# START OF EXTRACTED MATERIAL
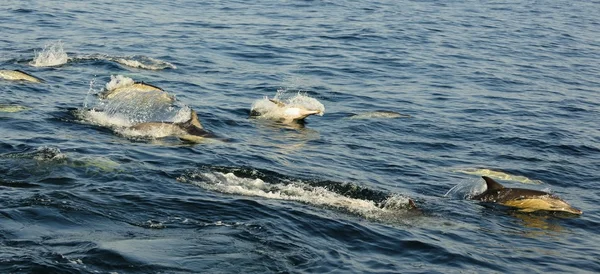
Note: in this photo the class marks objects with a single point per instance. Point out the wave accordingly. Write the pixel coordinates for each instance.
(133, 61)
(53, 155)
(497, 174)
(52, 55)
(347, 197)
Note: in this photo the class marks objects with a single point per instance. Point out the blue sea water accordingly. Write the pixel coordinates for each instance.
(488, 85)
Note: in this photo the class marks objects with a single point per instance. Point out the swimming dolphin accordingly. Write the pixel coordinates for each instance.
(294, 113)
(137, 87)
(18, 75)
(190, 130)
(283, 112)
(526, 200)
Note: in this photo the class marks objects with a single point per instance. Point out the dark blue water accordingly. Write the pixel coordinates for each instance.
(489, 85)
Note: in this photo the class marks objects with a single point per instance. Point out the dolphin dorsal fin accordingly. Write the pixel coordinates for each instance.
(491, 184)
(194, 119)
(277, 102)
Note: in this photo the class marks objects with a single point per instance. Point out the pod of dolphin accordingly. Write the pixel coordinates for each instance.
(523, 200)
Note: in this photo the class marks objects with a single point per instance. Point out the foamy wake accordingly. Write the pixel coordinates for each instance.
(53, 54)
(392, 208)
(266, 109)
(118, 81)
(53, 155)
(143, 62)
(133, 61)
(497, 174)
(131, 107)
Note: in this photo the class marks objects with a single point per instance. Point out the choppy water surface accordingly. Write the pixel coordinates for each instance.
(475, 88)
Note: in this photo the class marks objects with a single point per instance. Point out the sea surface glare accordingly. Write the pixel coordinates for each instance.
(419, 99)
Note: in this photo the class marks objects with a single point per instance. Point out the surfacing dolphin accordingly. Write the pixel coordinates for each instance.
(191, 130)
(19, 75)
(526, 200)
(284, 112)
(136, 87)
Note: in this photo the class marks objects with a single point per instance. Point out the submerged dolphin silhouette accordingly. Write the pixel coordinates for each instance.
(526, 200)
(137, 87)
(190, 130)
(16, 75)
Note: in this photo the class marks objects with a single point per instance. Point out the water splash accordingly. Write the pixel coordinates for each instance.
(118, 81)
(53, 54)
(130, 107)
(134, 61)
(497, 174)
(12, 108)
(143, 62)
(391, 208)
(466, 189)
# END OF EXTRACTED MATERIAL
DIRECTION
Reproduce the records above, switching every "pixel coordinates" to "image coordinates" and leaving everything else unchanged. Omit the pictures from your answer.

OUTPUT FOR THIS TASK
Note: in this photo the class marks objects with a single point per instance. Point out the wave accordingly. Write the image coordinates for each instance.
(133, 61)
(53, 155)
(497, 174)
(52, 55)
(347, 197)
Note: in this photo the class marks objects with a single point per instance. Point out the blue sea water accordingly. Write the image coordinates for each instance.
(488, 85)
Note: in this photo the class marks objects with a single point per instance. Point out the swimming dolphin accordingly. Write the image coordinates for each instance.
(294, 113)
(137, 87)
(18, 75)
(190, 130)
(283, 112)
(526, 200)
Note: in this photo the class marks objects with a single point per instance. Point out the dark blue water accordingly. Write the image coordinates for each instance.
(489, 85)
Note: in this photo the class marks objects with a single point per instance. Point out the dolphin dorsal fin accordingly. Write the image coordinates for each instance.
(491, 184)
(194, 119)
(277, 102)
Note: in this photo the class marks objects with a single point per instance. Point out the pod of dolphin accordingly. Write the image coordinates for each instance.
(523, 200)
Note: in this photo the class marks objects with a single point per instance. Point out the foamy wake accordingly. Write the image coordinates for each instance.
(53, 54)
(392, 208)
(266, 109)
(118, 81)
(53, 155)
(143, 62)
(133, 61)
(497, 174)
(131, 107)
Note: in this photo the class marks objects with a single point per instance. Point out the choppy water surface accordingly. Write the image coordinates for each instance.
(475, 88)
Note: in this photo the class marks objects with a single point per instance. Point out the sea surface glare accordingly. Write the image coordinates for each instance.
(419, 99)
Note: in this photo the class marks objects with a single point per instance. Point out the surfacing dolphin accordingly. Write the image coordinates for each instance.
(191, 130)
(19, 75)
(526, 200)
(284, 112)
(136, 87)
Note: in this photo the class marks objects with a single point per instance. Point out the submerged dolphin silhouette accordingly. Write the image coordinates for each instance.
(526, 200)
(137, 87)
(190, 130)
(16, 75)
Note: in this photo the class marks objects with a single point per instance. Point out the water splash accordingly. Write the image coordinates for each instance.
(118, 81)
(53, 54)
(130, 107)
(134, 61)
(497, 174)
(12, 108)
(143, 62)
(391, 208)
(466, 189)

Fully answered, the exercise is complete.